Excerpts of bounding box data
>> begin

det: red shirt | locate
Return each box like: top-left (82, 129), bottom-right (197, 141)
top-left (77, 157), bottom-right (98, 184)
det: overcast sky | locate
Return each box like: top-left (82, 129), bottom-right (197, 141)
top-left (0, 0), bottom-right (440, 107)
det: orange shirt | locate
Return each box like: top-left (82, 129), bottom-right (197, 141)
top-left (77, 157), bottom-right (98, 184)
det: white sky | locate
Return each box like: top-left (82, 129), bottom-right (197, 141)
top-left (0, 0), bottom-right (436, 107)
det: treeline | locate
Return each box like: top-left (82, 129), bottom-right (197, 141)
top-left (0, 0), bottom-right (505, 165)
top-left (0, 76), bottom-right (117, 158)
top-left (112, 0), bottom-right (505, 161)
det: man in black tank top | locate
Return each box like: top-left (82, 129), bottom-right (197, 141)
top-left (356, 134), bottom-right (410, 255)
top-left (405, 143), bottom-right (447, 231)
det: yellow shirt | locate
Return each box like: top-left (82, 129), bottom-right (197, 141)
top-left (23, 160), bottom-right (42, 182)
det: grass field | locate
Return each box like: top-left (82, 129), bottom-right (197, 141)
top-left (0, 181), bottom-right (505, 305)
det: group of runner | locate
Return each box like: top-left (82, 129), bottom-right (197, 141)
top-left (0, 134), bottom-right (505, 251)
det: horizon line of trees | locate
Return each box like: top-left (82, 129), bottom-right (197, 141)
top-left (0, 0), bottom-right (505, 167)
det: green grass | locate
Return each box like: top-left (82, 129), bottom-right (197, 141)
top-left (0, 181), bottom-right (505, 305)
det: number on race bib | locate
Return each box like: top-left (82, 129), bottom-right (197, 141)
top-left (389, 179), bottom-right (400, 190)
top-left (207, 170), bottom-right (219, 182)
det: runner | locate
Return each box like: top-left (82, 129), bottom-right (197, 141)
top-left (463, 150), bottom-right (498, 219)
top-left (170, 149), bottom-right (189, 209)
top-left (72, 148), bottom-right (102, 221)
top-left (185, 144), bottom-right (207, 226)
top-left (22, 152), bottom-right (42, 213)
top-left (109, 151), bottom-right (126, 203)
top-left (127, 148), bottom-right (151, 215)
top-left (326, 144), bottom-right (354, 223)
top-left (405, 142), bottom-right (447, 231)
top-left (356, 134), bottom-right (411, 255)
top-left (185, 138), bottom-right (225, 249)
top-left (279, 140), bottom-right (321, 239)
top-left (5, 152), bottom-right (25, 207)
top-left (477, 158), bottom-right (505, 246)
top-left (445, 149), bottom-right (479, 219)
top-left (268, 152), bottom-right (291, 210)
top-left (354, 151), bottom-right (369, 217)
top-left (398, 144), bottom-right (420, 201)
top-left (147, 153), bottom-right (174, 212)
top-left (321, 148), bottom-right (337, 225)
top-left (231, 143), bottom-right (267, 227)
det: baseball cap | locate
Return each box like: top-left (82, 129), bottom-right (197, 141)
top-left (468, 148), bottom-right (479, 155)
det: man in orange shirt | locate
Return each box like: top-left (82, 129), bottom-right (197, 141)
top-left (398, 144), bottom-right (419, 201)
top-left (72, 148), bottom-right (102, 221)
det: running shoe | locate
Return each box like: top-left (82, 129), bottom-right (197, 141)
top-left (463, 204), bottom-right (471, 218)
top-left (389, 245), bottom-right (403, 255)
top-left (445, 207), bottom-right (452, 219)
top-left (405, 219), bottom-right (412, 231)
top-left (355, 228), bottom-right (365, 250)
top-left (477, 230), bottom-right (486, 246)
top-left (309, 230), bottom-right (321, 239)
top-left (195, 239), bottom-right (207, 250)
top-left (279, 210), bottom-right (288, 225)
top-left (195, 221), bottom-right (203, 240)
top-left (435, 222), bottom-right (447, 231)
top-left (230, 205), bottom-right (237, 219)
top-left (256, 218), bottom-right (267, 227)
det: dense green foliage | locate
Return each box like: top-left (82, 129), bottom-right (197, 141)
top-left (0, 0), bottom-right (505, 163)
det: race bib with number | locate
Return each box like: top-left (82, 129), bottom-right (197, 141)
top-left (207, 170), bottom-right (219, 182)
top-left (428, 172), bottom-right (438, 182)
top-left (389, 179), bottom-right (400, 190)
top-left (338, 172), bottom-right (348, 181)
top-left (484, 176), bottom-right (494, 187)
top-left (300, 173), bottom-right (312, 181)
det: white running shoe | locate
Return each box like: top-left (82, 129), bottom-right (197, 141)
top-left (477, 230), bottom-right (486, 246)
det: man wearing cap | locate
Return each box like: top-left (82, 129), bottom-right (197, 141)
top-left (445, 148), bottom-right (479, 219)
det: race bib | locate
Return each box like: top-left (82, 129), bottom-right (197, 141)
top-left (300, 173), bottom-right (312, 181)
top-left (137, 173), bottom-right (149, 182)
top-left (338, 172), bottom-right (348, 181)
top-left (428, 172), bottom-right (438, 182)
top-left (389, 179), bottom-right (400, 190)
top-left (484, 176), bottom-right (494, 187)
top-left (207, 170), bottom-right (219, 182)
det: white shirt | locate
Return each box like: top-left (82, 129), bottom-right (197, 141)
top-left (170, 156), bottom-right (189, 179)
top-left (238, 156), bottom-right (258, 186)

>> end

[Task]
Set down the material above word for word, from its first line through the line that contains "top-left (0, 0), bottom-right (440, 107)", including both.

[Finished task]
det: red shirt | locate
Return each box like: top-left (82, 129), bottom-right (197, 141)
top-left (77, 157), bottom-right (98, 184)
det: overcast sky | locate
Return each box like: top-left (82, 129), bottom-right (197, 141)
top-left (0, 0), bottom-right (440, 107)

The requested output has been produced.